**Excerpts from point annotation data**
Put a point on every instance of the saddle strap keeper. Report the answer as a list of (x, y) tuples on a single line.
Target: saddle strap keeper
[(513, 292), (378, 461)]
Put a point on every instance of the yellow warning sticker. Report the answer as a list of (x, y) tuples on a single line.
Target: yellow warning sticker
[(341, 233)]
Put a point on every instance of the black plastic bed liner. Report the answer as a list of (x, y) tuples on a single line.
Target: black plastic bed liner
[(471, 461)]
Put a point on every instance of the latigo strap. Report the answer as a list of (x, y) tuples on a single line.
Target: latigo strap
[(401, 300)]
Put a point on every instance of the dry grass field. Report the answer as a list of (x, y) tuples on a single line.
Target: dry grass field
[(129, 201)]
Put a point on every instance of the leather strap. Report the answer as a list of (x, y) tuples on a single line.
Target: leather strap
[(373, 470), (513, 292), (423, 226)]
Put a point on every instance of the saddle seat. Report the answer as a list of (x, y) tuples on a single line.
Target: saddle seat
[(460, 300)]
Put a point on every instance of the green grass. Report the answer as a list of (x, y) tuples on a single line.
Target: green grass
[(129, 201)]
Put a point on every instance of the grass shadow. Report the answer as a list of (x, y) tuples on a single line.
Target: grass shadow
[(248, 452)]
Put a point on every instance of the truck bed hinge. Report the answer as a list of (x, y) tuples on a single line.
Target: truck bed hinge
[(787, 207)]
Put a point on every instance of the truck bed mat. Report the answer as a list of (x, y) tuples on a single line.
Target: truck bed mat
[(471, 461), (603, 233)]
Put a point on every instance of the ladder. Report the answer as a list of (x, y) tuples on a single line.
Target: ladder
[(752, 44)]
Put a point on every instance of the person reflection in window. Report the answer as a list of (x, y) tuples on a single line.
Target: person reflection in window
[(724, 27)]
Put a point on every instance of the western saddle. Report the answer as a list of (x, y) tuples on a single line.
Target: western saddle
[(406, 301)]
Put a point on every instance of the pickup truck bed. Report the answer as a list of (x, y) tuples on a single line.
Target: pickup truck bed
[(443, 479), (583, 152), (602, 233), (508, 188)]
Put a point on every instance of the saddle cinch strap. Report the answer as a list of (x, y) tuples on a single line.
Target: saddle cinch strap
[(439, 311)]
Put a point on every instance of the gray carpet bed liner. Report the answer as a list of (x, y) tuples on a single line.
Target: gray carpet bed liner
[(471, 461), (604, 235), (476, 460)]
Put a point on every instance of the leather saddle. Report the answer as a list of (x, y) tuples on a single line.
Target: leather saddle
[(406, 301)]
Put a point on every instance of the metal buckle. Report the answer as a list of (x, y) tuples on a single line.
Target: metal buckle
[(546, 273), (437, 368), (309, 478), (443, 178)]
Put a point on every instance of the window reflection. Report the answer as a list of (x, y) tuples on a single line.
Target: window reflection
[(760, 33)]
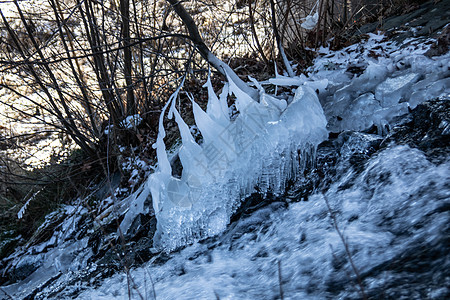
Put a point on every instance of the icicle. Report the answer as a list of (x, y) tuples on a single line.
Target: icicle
[(310, 21), (215, 109)]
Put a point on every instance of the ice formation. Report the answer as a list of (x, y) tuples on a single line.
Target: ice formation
[(364, 85), (260, 146)]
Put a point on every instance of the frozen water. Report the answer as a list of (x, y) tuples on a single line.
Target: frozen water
[(392, 90), (396, 203), (259, 148)]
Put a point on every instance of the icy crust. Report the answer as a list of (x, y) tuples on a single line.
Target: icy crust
[(372, 82), (395, 207), (261, 147)]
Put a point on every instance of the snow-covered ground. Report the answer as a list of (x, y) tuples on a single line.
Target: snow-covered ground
[(393, 207)]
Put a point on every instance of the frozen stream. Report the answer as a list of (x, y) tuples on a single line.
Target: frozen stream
[(389, 200)]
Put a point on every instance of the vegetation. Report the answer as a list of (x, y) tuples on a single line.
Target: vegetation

**GOAL OF THE EXERCISE**
Update all of the records above, swapping "single line" for "one line" wherever it occurs and leaving everything else as it is. Don't include the pictures in your answer.

**CORRECT ANSWER**
Put a point on every instance of the saddle strap keeper. Report the answer as a list of (x, y) tuples on a one line.
Target: saddle strap keeper
[(513, 292), (378, 461)]
Put a point on every instance of the yellow warning sticker. Report the answer as a list of (x, y) tuples on a one line.
Target: yellow warning sticker
[(341, 233)]
Put a point on every instance of the black plastic bed liner. Report the answer as a list of (x, y) tuples on a one line.
Target: black plastic bed liner
[(471, 461)]
Put a point on every instance of the latigo strap. Report the answer as a list of (x, y) tuples on a one line.
Target: latigo strap
[(401, 300)]
Put a point on every instance of the dry grass field. Report the answer as a list of (x, y) tuples on a one line.
Target: dry grass field
[(129, 201)]
Put a point on every instance of the leather strap. Report the answer as a list of (x, y) tuples on a one line.
Target: leather strap
[(373, 470), (513, 292), (423, 226)]
Put a point on every instance of the saddle seat. Report the answer as a list of (x, y) tuples on a one line.
Target: saddle seat
[(460, 300)]
Put a point on every instance of the green grass. Report the answer as a list of (x, y) tuples on a one line.
Target: green grass
[(129, 201)]
Put a point on every instance of the grass shadow. Report the answer as a list of (x, y) tuples on a one line.
Target: grass shadow
[(248, 452)]
Put a point on every instance of the truck bed hinge. Report the answer as a list of (x, y) tuples on a one line.
Target: truck bed hinge
[(787, 207)]
Put a point on every instance of the truck bed mat. Report the answer as a list of (x, y) tuples on a one line.
Target: truck bed mat
[(471, 461), (603, 233)]
Put a point on every instance of the ladder. Report the answer as a list of (x, y) tuples on a one line.
Target: ladder
[(752, 44)]
Put a point on every instance of the person reflection in window. Report the answer as a list of (x, y) tuples on a one line.
Target: person reflection in window
[(724, 27)]
Put a point on every instance of the western saddle. Report the answer as a list of (x, y) tuples on a one line.
Target: western saddle
[(406, 301)]
Put a point on every instance of the pickup truck bed. Report the answer as a list of (x, y) tuples on a one line.
Target: pickup truck bed
[(443, 479), (583, 152), (602, 233), (508, 188)]
Put a point on every instance of the saddle cinch strap. Report the answer as a list of (x, y) tuples on a one line.
Target: saddle cinch strap
[(439, 311)]
Put a point on every instance of the gray carpet bed liner. Report the answer as a list of (x, y) tuples on a one line.
Target: gray carpet bed liner
[(471, 461), (604, 235), (476, 460)]
Put a point on every instance of the leather saddle. Report the answer as a list of (x, y) tuples on a one line.
Target: leather saddle
[(406, 301)]
Put a point on every instance of the metal buckle. Report the answer as a list of (x, y) tuples on a one line.
Target: metal buckle
[(546, 273), (437, 368), (309, 478), (443, 178)]
Put a point on every instance of the window reflection. Report the answer as a list of (x, y) tuples on a one line.
Target: window reflection
[(760, 33)]
Put a point on every instance of the icicle. Report the answer as a list of (x, y) tuples on a one line.
Target: icicle
[(310, 21), (215, 109)]
Put a point on every instance of the ice formation. Report the answer as a list of (x, y) tuples on a one line.
Target: ice formation
[(364, 85), (260, 146)]
Put a point on every instance of the frozen water. Report the answer as a list of (x, y) tuples on a one line.
Target: frozen water
[(392, 90), (396, 203), (259, 148)]
Put a point on every instance of the icy crust. Report the answer as a list of (x, y) tuples on a one line.
Target: icy crust
[(372, 82), (395, 207), (261, 147)]
Put a point on every instance of the snow-covered ground. Report the answer as a list of (x, y) tuples on a one line.
Target: snow-covered ground
[(393, 207)]
Put a point on every instance of the frozen stream. Report the answer as a list of (x, y) tuples on a one line.
Target: frozen stream
[(389, 200)]
Put a point on every instance of the vegetation. Report the answer as a list of (x, y) tuples on a one line.
Target: vegetation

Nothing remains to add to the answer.